**DOCUMENT SEGMENT:**
================================
Kevorkian Aide Indicted for Murder
July 7, 2008 - 7:02 PM
RIO RANCHO, N.M. -- An associate of assisted-suicide advocate Jack Kevorkian was indicted Thursday on a charge of first-degree murder in the death of a woman who suffered from multiple sclerosis.
Georges Reding, a psychiatrist from Galesburg, Mich., was also charged in the grand jury indictment with practicing medicine without a license, trafficking in a controlled substance, pentobarbital, and with evidence tampering in the Aug. 30, 1998, death of Donna Brennan, 54.
``It is our intention to proceed to prosecution,'' District Attorney Mike Runnels said. ``This whole case began because the family asked the Rio Rancho Department of Public Safety to look into the circumstances surrounding Donna Brennan's death. It was their unease that initiated the whole thing,'' Runnels said. Brennan's relatives live out of state, he said.
``They were apprised of the case as it developed and knew we were taking it to the grand jury. We filed the indictment at 2:58 p.m. (MDT),'' Runnels said.
``I think the bottom line here is we presented to the grand jury, as we do in all cases, a thorough case and gave (grand jurors) the options available under the law and left it to the grand jury to make the decision as to what charges, based on the case as presented, they believed to be appropriate,'' he said.
================================
**ASSIGNED TASK A:**
According to the news report on the Kevorkian aide's indictment, what illness did Donna Brennan suffer from?
**ASSIGNED TASK B:**
Pick up the news report on the Kevorkian aide's indictment after its final paragraph and write the next few paragraphs.

**MATERIAL SHOWN:**
================================
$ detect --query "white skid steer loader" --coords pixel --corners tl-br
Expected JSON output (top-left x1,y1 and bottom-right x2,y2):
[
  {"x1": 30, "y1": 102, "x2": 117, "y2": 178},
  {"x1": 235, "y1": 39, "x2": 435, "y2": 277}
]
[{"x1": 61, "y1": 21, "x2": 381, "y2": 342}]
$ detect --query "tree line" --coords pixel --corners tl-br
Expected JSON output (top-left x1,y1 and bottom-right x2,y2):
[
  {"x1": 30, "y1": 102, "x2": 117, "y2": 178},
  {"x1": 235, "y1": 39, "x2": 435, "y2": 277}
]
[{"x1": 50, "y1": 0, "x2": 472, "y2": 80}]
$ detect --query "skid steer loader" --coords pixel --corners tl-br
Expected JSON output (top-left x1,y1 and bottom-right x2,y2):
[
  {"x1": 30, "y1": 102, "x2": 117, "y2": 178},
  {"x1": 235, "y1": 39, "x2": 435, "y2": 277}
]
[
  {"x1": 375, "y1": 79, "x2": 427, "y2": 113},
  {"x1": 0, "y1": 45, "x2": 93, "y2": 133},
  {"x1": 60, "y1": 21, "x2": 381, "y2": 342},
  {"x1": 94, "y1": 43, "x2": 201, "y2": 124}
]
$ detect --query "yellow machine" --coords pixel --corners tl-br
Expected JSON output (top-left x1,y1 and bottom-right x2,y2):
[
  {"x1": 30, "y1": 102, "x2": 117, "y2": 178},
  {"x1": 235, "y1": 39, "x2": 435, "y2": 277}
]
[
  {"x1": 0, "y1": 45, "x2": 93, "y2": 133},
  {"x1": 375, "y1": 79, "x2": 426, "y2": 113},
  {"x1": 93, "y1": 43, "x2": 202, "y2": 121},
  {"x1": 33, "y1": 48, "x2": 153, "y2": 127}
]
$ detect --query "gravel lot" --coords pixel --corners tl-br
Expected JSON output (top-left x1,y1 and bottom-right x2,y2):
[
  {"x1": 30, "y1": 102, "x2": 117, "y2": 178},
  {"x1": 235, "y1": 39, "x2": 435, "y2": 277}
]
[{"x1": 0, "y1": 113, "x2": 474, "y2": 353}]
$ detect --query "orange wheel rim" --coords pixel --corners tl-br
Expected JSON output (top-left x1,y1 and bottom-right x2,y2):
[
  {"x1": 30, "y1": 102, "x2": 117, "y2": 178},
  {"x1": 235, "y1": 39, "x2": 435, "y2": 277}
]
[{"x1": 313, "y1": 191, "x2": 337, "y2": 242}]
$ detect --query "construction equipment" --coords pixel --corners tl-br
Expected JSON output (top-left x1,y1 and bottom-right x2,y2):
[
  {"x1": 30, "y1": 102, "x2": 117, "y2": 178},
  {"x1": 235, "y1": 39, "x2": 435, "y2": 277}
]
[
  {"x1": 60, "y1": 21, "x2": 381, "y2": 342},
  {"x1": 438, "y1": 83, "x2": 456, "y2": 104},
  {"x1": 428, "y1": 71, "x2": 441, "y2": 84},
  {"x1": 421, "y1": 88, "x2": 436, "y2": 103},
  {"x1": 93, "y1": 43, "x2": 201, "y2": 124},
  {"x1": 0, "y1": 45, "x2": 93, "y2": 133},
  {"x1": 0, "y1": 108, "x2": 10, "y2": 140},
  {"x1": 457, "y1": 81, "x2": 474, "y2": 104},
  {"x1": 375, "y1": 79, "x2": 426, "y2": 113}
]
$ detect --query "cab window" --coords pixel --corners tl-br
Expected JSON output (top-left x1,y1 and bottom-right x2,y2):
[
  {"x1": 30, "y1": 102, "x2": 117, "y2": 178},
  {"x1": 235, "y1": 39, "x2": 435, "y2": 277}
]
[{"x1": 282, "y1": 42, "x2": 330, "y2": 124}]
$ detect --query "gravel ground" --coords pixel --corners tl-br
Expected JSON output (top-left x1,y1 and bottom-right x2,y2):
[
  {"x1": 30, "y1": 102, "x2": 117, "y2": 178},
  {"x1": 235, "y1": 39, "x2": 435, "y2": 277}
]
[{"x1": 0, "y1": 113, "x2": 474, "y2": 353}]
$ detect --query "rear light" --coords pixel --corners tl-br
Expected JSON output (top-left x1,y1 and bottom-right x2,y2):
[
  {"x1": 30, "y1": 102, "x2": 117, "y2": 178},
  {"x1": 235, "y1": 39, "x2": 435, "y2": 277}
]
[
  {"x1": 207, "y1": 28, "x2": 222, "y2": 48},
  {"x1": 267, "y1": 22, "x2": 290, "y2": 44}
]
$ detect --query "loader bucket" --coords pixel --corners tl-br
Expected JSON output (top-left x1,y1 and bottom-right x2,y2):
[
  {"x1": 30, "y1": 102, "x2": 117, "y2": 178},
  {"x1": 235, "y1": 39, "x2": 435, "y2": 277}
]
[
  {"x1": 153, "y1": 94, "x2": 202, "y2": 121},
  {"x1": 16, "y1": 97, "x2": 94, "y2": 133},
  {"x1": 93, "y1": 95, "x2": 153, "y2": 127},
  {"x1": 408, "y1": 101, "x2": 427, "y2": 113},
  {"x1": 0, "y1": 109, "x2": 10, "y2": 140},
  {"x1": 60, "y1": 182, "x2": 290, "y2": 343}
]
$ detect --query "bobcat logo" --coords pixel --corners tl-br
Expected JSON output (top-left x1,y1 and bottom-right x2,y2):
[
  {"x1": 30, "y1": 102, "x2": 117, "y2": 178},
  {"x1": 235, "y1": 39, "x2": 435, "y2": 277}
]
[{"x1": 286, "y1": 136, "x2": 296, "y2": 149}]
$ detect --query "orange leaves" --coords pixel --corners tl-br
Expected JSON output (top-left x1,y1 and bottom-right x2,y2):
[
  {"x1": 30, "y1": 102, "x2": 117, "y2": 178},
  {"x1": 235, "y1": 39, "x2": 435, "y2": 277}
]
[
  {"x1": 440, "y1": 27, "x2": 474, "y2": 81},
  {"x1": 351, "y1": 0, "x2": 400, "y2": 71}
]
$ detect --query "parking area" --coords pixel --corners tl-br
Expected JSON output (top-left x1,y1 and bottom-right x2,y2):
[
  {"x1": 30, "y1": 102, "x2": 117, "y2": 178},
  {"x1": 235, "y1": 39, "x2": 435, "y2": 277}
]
================================
**TASK RESPONSE A:**
Multiple sclerosis.

**TASK RESPONSE B:**
Assisted suicide is a felony in New Mexico punishable by 18 months in prison, but the jury chose to indict not for assisted suicide but for first-degree murder, which usually takes a life prison term, considered to be a minimum 30-year term.
Authorities initially thought Ms. Brennan had died of natural causes, but an autopsy determined she died from a lethal dose of toxic pentobarbital. Telephone and credit-card records and a witness placed Reding at the Brennan house around the time of her death.
An attorney for Reding, Michael Schwartz, said early this month that ``it would be a foolish waste of time to seek an indictment of Georges Reding.''
Kevorkian has been in a maximum-security facility near Manistee, Mich., since his April conviction on a second-degree murder charge. In 1996, Reding was charged in connection with three assisted-suicide deaths in Oakland County, Mich. Kevorkian also was charged. Charges were dropped after a prosecutor said there was insufficient evidence to win the case. Less than two years later, Reding and Kevorkian were arrested on charges of resisting arrest and interfering with police while dropping a body off at a Royal Oak, Mich., hospital. Reding was acquitted in that case, while Kevorkian was convicted.